Week in Review — February 19, 2020

New Components

  • Mailgun v2 — Mailgun is an email automation service. It offers a complete cloud-based email service for sending, receiving and tracking email sent through your websites and applications.
  • Drive CX — Downloads Drive CX data about locations, purchase details, employees, and surveys.
  • AzureML Model Deployment — Allows you to deploy your trained model to Azure Container Instances and query it via an API.
  • MS SharePoint Lists writer — SharePoint empowers teamwork with dynamic and productive team sites. A list in SharePoint is a collection of data that gives you and your co-workers a flexible way to organize information.

New Features

  • Orchestrator supports setting the timezone over the API (support in Keboola Connection's UI will follow soon).
  • MongoDB extractor supports the SRV protocol for specifying connection, the so called seed list.
  • Snowflake Data Warehouse Manager now creates schemas with "MANAGED ACCESS" and grants "ON FUTURE" to all objects of the schema. This means that recreating tables (drop and load) doesn't require re-granting for all roles/users previously granted.
  • ThoughtSpot writer now checks if a database and a schema exist.

UI Improvements

  • When creating new Input mapping in a Snowflake transformation, the load type Clone is used if the source table is cloneable and bigger than 100 megabytes.
  • JSON editor now shows all fields, not only the required ones.
  • Transformation detail page warns about unsaved queries/scripts if you attempt to run a transformation or leave/close a page.

  • Orchestration detail page supports the load of older orchestration jobs.

  • In Transformation, you can see the basic Input Mapping setting without the opening detailed modal.

  • Create buttons (table, column) in the Storage explorer were moved to the top right corner.

  • Transformation Output Mapping modal is now more compact.

MATERIAL PROVIDED
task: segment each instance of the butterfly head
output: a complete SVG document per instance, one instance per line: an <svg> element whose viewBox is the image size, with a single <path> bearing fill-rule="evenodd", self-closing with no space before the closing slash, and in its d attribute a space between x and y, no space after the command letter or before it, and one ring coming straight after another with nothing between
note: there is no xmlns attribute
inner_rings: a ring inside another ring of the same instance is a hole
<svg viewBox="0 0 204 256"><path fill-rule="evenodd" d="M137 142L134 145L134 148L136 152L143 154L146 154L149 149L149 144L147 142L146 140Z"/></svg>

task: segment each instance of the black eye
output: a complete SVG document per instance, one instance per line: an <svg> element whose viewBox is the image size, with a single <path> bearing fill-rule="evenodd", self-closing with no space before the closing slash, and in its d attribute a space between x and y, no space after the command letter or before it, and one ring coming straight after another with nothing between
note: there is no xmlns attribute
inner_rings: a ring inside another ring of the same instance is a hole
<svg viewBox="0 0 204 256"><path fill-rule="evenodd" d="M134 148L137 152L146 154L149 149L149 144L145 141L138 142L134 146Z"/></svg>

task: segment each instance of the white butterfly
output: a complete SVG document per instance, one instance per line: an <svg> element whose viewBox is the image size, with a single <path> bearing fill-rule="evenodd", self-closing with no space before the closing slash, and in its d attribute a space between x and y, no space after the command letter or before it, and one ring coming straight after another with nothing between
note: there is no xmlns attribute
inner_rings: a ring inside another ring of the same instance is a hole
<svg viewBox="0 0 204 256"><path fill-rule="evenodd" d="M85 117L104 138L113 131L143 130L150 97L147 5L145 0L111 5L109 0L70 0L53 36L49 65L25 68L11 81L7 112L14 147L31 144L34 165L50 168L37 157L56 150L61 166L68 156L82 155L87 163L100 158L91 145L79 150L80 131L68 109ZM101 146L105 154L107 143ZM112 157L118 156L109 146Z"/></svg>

* * *

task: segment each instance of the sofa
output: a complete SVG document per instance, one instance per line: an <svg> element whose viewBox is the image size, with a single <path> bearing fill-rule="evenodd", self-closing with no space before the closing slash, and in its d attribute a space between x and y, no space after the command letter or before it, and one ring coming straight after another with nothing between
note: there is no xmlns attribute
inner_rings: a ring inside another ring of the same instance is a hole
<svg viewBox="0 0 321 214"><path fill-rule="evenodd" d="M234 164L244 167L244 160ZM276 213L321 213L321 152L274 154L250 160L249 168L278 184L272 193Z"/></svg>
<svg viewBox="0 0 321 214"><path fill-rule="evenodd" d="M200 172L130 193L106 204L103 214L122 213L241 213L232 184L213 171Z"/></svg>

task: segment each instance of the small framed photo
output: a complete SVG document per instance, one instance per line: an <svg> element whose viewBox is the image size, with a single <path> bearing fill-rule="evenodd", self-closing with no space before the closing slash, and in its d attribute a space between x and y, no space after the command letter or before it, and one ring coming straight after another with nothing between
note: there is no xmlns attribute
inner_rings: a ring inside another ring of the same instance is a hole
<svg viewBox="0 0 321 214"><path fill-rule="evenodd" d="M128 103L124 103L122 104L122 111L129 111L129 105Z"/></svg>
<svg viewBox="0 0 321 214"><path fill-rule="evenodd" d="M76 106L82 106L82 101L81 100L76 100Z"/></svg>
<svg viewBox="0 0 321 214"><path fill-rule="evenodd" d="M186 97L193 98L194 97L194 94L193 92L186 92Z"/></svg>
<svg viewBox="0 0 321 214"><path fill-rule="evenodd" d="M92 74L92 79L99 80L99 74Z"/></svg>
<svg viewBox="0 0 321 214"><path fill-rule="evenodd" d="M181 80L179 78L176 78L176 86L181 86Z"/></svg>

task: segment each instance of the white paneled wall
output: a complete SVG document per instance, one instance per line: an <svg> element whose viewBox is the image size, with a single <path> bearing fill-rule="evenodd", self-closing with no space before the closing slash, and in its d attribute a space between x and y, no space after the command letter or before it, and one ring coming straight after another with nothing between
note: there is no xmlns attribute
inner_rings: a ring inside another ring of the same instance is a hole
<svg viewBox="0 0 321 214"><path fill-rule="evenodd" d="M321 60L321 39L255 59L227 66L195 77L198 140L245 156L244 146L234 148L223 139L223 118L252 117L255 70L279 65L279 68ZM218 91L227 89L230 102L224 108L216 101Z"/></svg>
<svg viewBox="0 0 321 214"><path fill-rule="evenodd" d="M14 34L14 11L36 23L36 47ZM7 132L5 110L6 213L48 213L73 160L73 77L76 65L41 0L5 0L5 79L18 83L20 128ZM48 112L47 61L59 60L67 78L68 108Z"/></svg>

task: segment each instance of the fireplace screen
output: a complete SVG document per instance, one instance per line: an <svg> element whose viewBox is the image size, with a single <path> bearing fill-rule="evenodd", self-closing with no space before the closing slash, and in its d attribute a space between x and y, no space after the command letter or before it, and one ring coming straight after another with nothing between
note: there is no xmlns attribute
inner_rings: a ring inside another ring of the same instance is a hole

GIVEN PROBLEM 1
List the new components named in the February 19, 2020 week in review.
GIVEN PROBLEM 2
Pick up the February 19, 2020 week in review after its last line, "Transformation Output Mapping modal is now more compact."

TASK ANSWER 1
Mailgun v2, Drive CX, AzureML Model Deployment, MS SharePoint Lists writer

TASK ANSWER 2
  • Organization selector shows the Maintainer name ("KBC Internal" in the example below).

  

Minor Improvements

  • Python environment is 3.8.1 and includes Java and H2O.
  • Jupyter notebooks now save notebook files to Keboola Storage — both on a manual and auto save.
  • Input mappings that are using CSV files(e.g. python/r transformation components) now have a global limit of 100 GB per table.
  • GoodData extractor uses more verbose logging.
  • Most emails from Keboola Connection have a new design.

Broken Loads from 2020-01-28 to 2020-01-29 [post-mortem]

Summary

On 2020-01-28 09:00 UTC, we deployed a version of Keboola Connection containing a bug. It resulted in loads from transformations to storage were missing our internal _timestamp value. This issue was hard to detect and persisted till 2020-01-29 08:00 UTC. Backfill was applied and all missing _timestamp fields were set to value 2020-01-29 00:00:00 UTC at 2020-01-31 16:30 UTC.  The effect of the tables not having the _timestamp set was that jobs which used this table for incremental loading had no reference for the newest data.

What Happened?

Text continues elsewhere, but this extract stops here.